5 Stocks Pushing The Consumer Goods Sector Lower

Editor's Note: TheStreet ratings do not represent the views of TheStreet's staff or its contributors. Ratings are established by computer based on metrics for performance (which includes growth, stock performance, efficiency and valuation) and risk (volatility and solvency). Companies with poor cash flow or high debt levels tend to earn lower ratings in our model

All three major indices are trading down today with the Dow Jones Industrial Average ( ^DJI) trading down 28 points (-0.2%) at 13,217 as of Thursday, Dec. 13, 2012, 12:05 PM ET. The NYSE advances/declines ratio sits at 1,125 issues advancing vs. 1,742 declining with 157 unchanged.

The Consumer Goods sector currently sits up 0.4% versus the S&P 500, which is down 0.3%. On the negative front, top decliners within the sector include Coca-Cola Hellenic Bottling Company S.A ( CCH), down 2.1%, and Toyota Motor ( TM), down 1.0%. A company within the sector that increased today was Panasonic Corporation ( PC), up 6.3%.

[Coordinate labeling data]
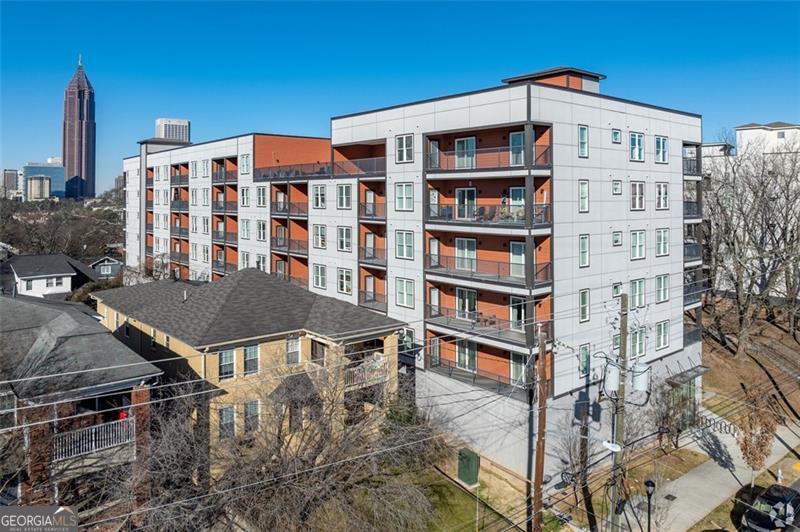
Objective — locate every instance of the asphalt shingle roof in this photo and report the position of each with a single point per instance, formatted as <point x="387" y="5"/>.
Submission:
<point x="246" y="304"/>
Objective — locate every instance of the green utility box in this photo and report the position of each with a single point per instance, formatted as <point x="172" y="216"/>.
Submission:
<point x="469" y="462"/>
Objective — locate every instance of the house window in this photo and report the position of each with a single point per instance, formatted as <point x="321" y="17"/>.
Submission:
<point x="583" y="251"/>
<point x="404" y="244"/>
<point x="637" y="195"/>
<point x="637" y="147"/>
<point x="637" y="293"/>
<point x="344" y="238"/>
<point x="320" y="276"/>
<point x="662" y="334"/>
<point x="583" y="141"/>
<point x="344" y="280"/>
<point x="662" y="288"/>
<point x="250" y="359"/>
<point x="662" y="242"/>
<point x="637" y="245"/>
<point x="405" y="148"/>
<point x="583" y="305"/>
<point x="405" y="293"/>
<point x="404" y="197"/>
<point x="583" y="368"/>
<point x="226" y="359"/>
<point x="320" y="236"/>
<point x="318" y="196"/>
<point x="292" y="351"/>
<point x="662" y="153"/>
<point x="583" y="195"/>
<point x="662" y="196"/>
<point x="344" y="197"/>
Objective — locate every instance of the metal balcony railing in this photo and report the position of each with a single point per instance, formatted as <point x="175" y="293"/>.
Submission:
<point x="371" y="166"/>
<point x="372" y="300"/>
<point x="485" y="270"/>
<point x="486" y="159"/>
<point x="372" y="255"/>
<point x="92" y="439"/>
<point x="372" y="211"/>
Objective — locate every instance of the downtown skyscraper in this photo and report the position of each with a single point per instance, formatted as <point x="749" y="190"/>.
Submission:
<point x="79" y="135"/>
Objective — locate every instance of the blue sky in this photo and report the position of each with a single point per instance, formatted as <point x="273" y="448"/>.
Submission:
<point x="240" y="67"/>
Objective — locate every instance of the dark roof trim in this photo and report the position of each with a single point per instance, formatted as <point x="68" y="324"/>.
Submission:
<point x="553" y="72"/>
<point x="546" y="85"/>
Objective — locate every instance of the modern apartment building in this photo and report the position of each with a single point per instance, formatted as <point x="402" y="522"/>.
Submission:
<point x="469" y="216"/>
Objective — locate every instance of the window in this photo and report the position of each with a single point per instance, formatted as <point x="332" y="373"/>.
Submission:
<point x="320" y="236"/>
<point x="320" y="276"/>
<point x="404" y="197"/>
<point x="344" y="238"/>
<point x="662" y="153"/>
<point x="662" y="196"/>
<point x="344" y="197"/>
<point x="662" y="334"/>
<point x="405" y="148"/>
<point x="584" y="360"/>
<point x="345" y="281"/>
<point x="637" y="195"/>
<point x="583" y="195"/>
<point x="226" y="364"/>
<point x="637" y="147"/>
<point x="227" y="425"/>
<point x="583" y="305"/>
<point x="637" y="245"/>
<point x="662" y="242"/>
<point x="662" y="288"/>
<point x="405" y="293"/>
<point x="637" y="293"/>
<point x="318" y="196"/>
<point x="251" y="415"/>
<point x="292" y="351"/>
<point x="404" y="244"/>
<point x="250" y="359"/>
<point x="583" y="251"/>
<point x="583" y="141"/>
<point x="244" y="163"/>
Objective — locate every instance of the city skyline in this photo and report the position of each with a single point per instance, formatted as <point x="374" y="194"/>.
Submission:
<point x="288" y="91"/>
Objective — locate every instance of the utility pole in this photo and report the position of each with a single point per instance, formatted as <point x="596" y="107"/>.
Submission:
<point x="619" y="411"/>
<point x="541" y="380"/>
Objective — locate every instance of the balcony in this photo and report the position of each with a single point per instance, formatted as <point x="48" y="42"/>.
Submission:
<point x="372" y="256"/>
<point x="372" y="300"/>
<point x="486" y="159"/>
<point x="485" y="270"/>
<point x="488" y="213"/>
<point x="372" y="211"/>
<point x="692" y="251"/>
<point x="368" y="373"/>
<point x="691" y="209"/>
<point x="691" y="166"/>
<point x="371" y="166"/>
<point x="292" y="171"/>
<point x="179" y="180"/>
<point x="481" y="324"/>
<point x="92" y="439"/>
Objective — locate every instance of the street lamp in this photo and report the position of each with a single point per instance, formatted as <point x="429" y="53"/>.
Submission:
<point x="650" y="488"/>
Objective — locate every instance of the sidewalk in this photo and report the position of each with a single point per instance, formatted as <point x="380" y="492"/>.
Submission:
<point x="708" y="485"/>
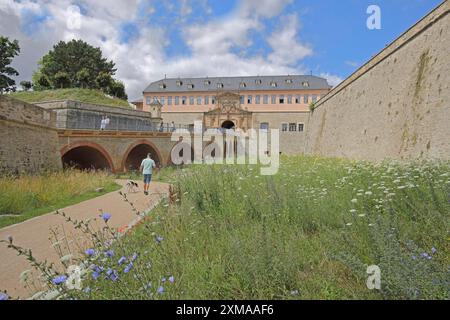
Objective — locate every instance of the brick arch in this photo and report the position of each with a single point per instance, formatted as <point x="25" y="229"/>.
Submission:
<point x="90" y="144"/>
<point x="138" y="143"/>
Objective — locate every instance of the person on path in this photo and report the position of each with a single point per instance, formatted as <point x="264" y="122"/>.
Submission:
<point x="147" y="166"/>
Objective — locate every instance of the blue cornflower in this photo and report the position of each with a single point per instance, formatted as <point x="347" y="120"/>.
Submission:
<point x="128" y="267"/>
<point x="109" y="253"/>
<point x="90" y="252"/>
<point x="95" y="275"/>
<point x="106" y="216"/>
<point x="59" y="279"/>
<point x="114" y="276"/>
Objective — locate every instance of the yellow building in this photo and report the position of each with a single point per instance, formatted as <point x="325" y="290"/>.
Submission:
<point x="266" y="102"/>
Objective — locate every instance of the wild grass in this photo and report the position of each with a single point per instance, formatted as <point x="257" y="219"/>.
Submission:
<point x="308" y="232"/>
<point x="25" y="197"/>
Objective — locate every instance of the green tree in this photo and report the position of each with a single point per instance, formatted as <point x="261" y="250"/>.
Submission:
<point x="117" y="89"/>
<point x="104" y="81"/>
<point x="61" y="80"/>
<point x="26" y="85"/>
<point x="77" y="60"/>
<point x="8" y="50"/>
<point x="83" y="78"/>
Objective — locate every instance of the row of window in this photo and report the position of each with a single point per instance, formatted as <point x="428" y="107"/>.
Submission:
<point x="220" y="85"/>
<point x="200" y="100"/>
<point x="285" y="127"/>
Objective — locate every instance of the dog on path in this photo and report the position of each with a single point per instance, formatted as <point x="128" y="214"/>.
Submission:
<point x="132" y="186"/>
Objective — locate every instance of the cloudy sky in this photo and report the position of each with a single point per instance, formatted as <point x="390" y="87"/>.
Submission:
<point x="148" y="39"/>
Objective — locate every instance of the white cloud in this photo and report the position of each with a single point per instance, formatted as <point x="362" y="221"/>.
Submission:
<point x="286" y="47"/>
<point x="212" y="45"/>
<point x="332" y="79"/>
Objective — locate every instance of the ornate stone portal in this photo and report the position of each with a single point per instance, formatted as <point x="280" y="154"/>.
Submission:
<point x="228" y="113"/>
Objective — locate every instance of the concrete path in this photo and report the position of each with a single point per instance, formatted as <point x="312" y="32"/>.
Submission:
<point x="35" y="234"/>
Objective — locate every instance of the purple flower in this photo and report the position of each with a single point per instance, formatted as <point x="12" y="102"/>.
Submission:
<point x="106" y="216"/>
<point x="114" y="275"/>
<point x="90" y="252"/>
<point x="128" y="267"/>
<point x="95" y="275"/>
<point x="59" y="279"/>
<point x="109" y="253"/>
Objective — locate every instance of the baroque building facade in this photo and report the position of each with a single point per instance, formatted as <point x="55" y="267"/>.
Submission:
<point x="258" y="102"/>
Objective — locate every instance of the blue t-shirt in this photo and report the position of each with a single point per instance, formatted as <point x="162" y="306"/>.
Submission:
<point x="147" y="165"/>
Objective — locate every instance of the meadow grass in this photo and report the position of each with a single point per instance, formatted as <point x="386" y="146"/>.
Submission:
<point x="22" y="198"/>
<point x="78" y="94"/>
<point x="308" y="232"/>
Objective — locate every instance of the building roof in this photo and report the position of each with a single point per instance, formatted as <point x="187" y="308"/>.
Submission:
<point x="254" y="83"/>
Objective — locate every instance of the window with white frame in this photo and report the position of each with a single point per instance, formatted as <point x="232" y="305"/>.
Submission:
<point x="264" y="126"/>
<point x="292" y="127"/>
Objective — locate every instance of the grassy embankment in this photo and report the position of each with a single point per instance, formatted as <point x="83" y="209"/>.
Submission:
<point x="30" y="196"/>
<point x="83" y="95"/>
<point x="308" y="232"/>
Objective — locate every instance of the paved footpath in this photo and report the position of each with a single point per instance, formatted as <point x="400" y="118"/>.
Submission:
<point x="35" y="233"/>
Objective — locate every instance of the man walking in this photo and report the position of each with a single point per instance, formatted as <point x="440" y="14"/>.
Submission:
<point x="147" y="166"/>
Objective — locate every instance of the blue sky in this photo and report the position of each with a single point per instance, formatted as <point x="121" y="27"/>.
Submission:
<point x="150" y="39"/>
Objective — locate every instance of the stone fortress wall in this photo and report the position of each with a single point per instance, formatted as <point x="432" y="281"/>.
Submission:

• _WHAT THIS EXERCISE ASKS_
1) Write out the portion of the market report between "Editor's Note: TheStreet" and "with 157 unchanged.", inclusive.
2) Turn the market report's paragraph beginning "The Consumer Goods sector currently sits up" into a short bulleted list that keeps its main facts.
The coordinate labeling lines aren't needed for any of the work here.

• _RESPONSES TO THE TASKS_
1)
Editor's Note: TheStreet ratings do not represent the views of TheStreet's staff or its contributors. Ratings are established by computer based on metrics for performance (which includes growth, stock performance, efficiency and valuation) and risk (volatility and solvency). Companies with poor cash flow or high debt levels tend to earn lower ratings in our model

All three major indices are trading down today with the Dow Jones Industrial Average ( ^DJI) trading down 28 points (-0.2%) at 13,217 as of Thursday, Dec. 13, 2012, 12:05 PM ET. The NYSE advances/declines ratio sits at 1,125 issues advancing vs. 1,742 declining with 157 unchanged.

2)
- Consumer Goods sector: up 0.4% versus the S&P 500
- S&P 500: down 0.3%
- Top decliners in the sector: Coca-Cola Hellenic Bottling Company S.A (CCH), down 2.1%, and Toyota Motor (TM), down 1.0%
- Gainer in the sector: Panasonic Corporation (PC), up 6.3%